**SET EXERCISE:** Transcribe all of the records precisely as they are presented.

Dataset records

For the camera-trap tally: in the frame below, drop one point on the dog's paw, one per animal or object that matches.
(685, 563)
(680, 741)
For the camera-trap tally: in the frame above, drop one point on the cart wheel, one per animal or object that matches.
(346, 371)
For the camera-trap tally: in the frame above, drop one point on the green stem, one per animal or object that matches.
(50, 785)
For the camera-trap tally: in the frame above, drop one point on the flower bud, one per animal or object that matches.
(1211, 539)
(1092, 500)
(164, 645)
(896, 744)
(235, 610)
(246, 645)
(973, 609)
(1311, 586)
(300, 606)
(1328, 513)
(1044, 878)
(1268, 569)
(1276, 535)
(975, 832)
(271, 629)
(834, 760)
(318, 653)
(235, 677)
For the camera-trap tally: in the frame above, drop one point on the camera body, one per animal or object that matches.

**ANSWER IN FULL:**
For the camera-trap tally: in the frame below, drop one point on the dog's paw, one per animal or object that matches.
(685, 563)
(680, 741)
For the camera-trap tally: in the frame above, drop one point on the cart wheel, one per animal or object that matches.
(346, 371)
For the camera-trap tally: in the frame above, drop one point on the green stem, one per animal or object that matches.
(50, 785)
For the camera-trap tally: in the frame above, drop one point on the flower bud, one per animal or object that matches.
(1211, 539)
(1092, 500)
(164, 645)
(896, 744)
(235, 610)
(246, 645)
(973, 609)
(1311, 586)
(300, 606)
(1328, 513)
(1044, 878)
(1268, 569)
(1276, 535)
(975, 832)
(271, 629)
(834, 760)
(318, 653)
(235, 677)
For the camera-trap tally: in the frame above, drop one point on the camera body, one per animal or object that matches.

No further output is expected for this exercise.